The interesting things happen when the address translation fails. Not all addresses are valid, and if any memory access generates an invalid address, the processor raises a page fault exception. This triggers a transition from user mode (aka current privilege level (CPL) 3 on x86/x86-64) into kernel mode (aka CPL 0) to a specific location in the kernel's code, as defined by the interrupt descriptor table (IDT).
The kernel regains control and, based on the information from the exception and the process's page table, figures out what happened. In this case, it realizes that the user-level process accessed an invalid memory location, and then it reacts accordingly. On Windows, it will invoke structured exception handling to allow the user code to handle the exception. On POSIX systems, the OS will deliver a SIGSEGV signal to the process.
In other cases, the OS will handle the page fault internally and restart the process from its current location as if nothing happened. For example, guard pages are placed at the bottom of the stack to allow the stack to grow on demand up to a limit, instead of preallocating a large amount of memory for the stack. Similar mechanisms are used for achieving copy-on-write memory.
In modern OSes, the page tables are usually set up to make the address 0 an invalid virtual address. But sometimes it's possible to change that, e.g. on Linux by writing 0 to the pseudofile /proc/sys/vm/mmap_min_addr, after which it's possible to use mmap(2) to map the virtual address 0. In that case, dereferencing a null pointer would not cause a page fault.

- _Material provided_
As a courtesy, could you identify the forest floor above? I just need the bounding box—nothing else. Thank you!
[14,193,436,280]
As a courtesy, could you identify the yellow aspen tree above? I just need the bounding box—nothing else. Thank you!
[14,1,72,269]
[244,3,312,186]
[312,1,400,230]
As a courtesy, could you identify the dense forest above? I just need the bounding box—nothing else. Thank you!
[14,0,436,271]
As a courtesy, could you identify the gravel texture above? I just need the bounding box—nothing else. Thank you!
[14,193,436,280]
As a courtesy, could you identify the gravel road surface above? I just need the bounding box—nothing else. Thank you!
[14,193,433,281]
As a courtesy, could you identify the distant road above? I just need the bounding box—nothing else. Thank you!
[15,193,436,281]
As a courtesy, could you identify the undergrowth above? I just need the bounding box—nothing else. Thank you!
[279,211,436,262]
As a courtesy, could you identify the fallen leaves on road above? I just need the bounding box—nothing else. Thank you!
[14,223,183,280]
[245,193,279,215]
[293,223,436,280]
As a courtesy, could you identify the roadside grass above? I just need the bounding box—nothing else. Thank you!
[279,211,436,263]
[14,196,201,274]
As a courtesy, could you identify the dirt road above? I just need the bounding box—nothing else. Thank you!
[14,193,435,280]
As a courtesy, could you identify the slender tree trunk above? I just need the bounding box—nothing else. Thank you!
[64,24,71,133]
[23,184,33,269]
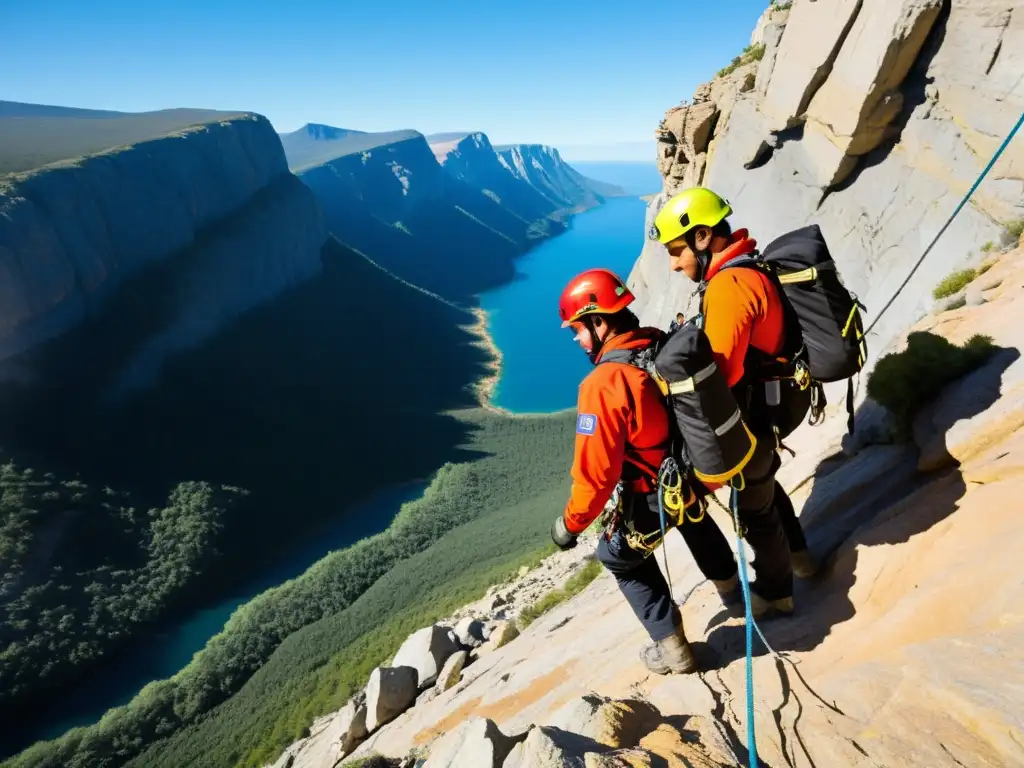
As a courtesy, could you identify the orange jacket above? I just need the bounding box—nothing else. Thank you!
[701,229,784,387]
[564,328,669,534]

- _Description of the task_
Reproduce the stretch of the page-fault text from "The kernel regains" through "achieving copy-on-write memory." word for word.

- _Exercise answer_
The kernel regains control and, based on the information from the exception and the process's page table, figures out what happened. In this case, it realizes that the user-level process accessed an invalid memory location, and then it reacts accordingly. On Windows, it will invoke structured exception handling to allow the user code to handle the exception. On POSIX systems, the OS will deliver a SIGSEGV signal to the process.
In other cases, the OS will handle the page fault internally and restart the process from its current location as if nothing happened. For example, guard pages are placed at the bottom of the stack to allow the stack to grow on demand up to a limit, instead of preallocating a large amount of memory for the stack. Similar mechanisms are used for achieving copy-on-write memory.